A verbatim copy of the data below is the required output.

START Records shown

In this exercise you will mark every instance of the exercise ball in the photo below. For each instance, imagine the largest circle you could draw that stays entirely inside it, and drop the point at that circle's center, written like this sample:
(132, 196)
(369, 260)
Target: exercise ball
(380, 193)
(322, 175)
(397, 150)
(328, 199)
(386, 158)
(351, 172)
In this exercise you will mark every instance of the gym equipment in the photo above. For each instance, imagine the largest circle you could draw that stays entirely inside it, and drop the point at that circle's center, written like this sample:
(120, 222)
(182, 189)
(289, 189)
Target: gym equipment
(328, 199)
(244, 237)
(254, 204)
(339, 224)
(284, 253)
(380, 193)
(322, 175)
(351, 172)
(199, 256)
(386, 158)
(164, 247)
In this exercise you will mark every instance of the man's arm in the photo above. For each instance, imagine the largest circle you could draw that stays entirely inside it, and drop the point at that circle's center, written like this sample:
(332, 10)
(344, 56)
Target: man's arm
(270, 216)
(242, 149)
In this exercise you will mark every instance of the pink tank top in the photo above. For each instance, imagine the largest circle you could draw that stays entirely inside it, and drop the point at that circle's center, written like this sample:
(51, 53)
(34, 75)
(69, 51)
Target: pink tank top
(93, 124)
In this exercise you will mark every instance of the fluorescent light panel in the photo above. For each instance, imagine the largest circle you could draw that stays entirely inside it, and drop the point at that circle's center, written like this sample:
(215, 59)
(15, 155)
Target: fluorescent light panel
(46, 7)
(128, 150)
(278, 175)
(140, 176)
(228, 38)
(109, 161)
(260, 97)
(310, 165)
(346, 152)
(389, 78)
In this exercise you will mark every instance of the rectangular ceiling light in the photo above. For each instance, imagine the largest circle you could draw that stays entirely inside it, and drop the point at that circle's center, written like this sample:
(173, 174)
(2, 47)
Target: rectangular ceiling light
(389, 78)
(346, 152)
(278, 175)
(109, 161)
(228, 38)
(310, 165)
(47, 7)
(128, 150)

END Records shown

**Solution to this exercise**:
In this exercise you will mark every instance of the exercise ball in the photo below. For each instance, imagine the largest circle you could draw that stays entirely inside it, and drop the point at that circle's center, written like this sample:
(132, 196)
(369, 260)
Target: exercise ball
(380, 193)
(322, 175)
(397, 150)
(328, 199)
(386, 158)
(351, 172)
In this exercise you will mark every instance of the gym equipment in the photo above. For each instance, imagine the largest circle you could draw that stays entirely inside it, and drop the point at that circle's center, written like this sample:
(120, 222)
(182, 189)
(289, 189)
Target: gym equipment
(328, 199)
(244, 237)
(254, 204)
(339, 224)
(284, 253)
(380, 193)
(322, 175)
(351, 172)
(199, 256)
(386, 158)
(164, 247)
In this exercise you will mark every instance of the man's arm in the photo above. For each instance, imagine the largest circle you could draw that stays entirely inside it, and drop the point at that circle's center, written like this sample:
(332, 10)
(344, 56)
Target: man's arm
(270, 216)
(242, 149)
In this exercise you will mark every instance of the pink tank top in the photo above. For each instance, imagine the largest circle you could draw that stays entirely inside it, and drop the point at that circle's center, written like this sample:
(51, 53)
(34, 75)
(69, 51)
Target: pink tank top
(93, 124)
In this exercise you will mark every instance of the fluorescent light panel in the photo above. For each instance, imagine the largest circle you could draw that stays entirely inside it, and drop the point at that circle's center, written like this sample:
(215, 59)
(15, 155)
Target: fluorescent light panel
(46, 7)
(128, 150)
(278, 175)
(140, 176)
(228, 38)
(109, 161)
(260, 97)
(310, 165)
(346, 152)
(389, 78)
In this exercise you will mark every instance of the rectangular ceiling light in the photo above. For each instance, imagine the largest circle you could draw that stays entirely inside it, and drop the point at that circle's center, written like this sample:
(173, 174)
(2, 47)
Target: rectangular ceiling light
(389, 78)
(346, 152)
(278, 175)
(109, 161)
(228, 38)
(310, 165)
(47, 7)
(128, 150)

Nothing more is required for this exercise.